Exercise –
Rewrite all the records below, substituting "Point to each one" for every "Show me each one" and changing nothing else. Leave the pictures out of your answer.

Given records –
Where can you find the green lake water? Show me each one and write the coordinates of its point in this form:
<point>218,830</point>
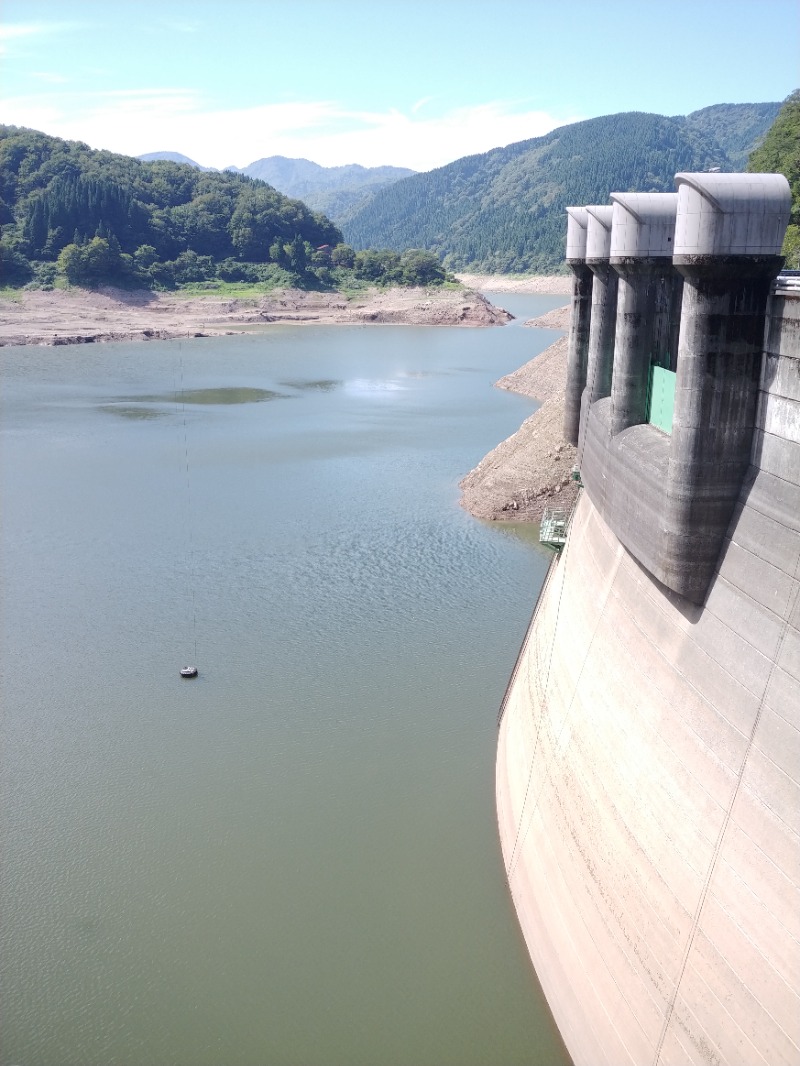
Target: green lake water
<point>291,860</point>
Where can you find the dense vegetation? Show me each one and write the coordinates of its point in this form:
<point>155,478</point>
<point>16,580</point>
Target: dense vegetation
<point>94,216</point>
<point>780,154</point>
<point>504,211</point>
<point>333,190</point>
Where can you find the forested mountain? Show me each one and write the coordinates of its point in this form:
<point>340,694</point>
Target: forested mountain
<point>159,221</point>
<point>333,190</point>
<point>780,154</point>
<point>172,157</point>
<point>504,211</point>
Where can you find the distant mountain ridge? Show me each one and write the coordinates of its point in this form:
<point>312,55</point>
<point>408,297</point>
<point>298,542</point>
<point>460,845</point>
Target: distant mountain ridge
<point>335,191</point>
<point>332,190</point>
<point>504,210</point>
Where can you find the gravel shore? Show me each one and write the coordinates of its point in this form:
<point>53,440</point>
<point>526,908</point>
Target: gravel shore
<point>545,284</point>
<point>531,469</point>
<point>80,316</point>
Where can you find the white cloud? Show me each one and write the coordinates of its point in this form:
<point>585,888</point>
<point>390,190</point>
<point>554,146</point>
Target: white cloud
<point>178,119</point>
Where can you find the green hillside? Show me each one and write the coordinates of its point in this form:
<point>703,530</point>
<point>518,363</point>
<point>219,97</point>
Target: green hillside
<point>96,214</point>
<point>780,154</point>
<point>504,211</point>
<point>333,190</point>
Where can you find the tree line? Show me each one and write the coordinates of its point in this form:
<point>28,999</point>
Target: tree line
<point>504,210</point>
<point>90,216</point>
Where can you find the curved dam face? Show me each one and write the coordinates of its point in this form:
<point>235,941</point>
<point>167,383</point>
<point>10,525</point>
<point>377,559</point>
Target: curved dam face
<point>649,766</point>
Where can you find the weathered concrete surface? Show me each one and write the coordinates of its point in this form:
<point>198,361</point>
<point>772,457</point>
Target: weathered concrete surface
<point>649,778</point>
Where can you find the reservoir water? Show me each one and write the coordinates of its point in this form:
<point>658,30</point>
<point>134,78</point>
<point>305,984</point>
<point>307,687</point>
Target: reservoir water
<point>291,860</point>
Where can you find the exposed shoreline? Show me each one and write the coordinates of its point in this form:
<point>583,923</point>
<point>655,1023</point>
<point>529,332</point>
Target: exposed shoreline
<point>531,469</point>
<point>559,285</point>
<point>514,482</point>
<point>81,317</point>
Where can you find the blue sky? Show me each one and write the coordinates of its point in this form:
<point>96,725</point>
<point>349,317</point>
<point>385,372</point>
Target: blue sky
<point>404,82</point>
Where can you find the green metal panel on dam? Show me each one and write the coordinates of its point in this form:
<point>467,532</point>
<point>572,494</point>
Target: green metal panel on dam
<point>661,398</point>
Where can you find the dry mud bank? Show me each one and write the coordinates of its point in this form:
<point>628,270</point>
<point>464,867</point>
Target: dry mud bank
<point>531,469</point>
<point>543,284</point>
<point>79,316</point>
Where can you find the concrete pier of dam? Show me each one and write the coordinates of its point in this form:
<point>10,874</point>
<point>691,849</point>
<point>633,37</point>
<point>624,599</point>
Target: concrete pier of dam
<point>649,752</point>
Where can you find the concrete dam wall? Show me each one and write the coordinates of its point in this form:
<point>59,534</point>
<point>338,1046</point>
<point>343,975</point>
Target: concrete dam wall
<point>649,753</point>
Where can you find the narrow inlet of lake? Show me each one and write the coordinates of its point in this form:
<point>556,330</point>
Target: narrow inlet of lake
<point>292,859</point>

Answer to the exercise –
Where can you find the green lake water? Point to each one and write the coordinates of its point in this form:
<point>218,830</point>
Target: green lake water
<point>291,860</point>
Where can you find the dense vegetation? Point to each one and write the coordinates of its point in this form:
<point>155,478</point>
<point>16,580</point>
Target: dense vegetation
<point>94,216</point>
<point>780,154</point>
<point>504,211</point>
<point>333,190</point>
Where can you find the forested mountain? Point to each one and write the coordinates of its point in this form:
<point>340,694</point>
Target: forested mountain
<point>159,221</point>
<point>333,190</point>
<point>780,154</point>
<point>172,157</point>
<point>504,211</point>
Where can you find the distant mountain ridge? Point to each one and write the coordinates of its point in this form:
<point>312,55</point>
<point>408,297</point>
<point>298,542</point>
<point>460,845</point>
Target: distant mountain ridge
<point>335,191</point>
<point>332,190</point>
<point>504,210</point>
Where can you find the gravel shore? Point to each one and write the coordinates of its point in this form:
<point>53,440</point>
<point>526,908</point>
Target: gravel shore
<point>545,284</point>
<point>531,469</point>
<point>80,316</point>
Where can you find the white cloud? Point to each one and write the coordinates of its point in this form:
<point>585,888</point>
<point>390,190</point>
<point>554,146</point>
Target: white cloud
<point>178,119</point>
Where can you find the green hillside? Point to each one and write the coordinates of its point in this form:
<point>703,530</point>
<point>518,363</point>
<point>219,97</point>
Target: green hillside
<point>96,214</point>
<point>780,154</point>
<point>504,211</point>
<point>333,190</point>
Where can you find the tree line? Point to each one and write the coordinates of its point in this form:
<point>28,999</point>
Target: tree line
<point>504,210</point>
<point>90,216</point>
Where can you find the curved dam face? Point to each one and write the coordinates of its point in this form:
<point>235,941</point>
<point>167,383</point>
<point>10,525</point>
<point>377,559</point>
Target: curved dam face
<point>649,766</point>
Where can you find the weathered concrete surface? Point to each one and write the coordinates of its point in this form:
<point>198,361</point>
<point>772,457</point>
Target: weathered concrete surface
<point>649,778</point>
Where can you find the reservoir water? Point to each one and write the coordinates of its point in this form:
<point>658,30</point>
<point>134,78</point>
<point>305,984</point>
<point>307,687</point>
Target: reservoir water
<point>291,860</point>
Where can you find the exposed shoreline? Point to each one and write the coordinates of its point in this form:
<point>583,923</point>
<point>655,1023</point>
<point>529,332</point>
Target: exposed shoreline
<point>531,469</point>
<point>559,285</point>
<point>514,482</point>
<point>81,317</point>
Where can you find the blue sky? Point to each one and write the coordinates of its point in this form:
<point>96,725</point>
<point>349,317</point>
<point>385,372</point>
Target: blue sky
<point>404,82</point>
Where can you find the green metal panel on dam? Point to each one and write the coordinates of its point in this form:
<point>467,532</point>
<point>572,494</point>
Target: green metal panel on dam
<point>661,398</point>
Where can you find the dry mud bank? Point to each one and write the coordinates of its point in this form:
<point>628,270</point>
<point>464,867</point>
Target: dry mud bank
<point>531,469</point>
<point>543,284</point>
<point>79,316</point>
Where can you find the concrete pier of dam? Point to each one and write the coordinates of its point in this form:
<point>10,874</point>
<point>691,849</point>
<point>633,37</point>
<point>624,599</point>
Target: concrete pier of dam
<point>649,752</point>
Where can you find the concrete dam wall? Point to each one and write the coordinates of its point in this form:
<point>59,534</point>
<point>338,1046</point>
<point>343,975</point>
Target: concrete dam wall
<point>649,753</point>
Where can you find the narrow inlet of lake? Point to each one and write the coordinates of its point in this form:
<point>556,330</point>
Target: narrow inlet of lake
<point>292,859</point>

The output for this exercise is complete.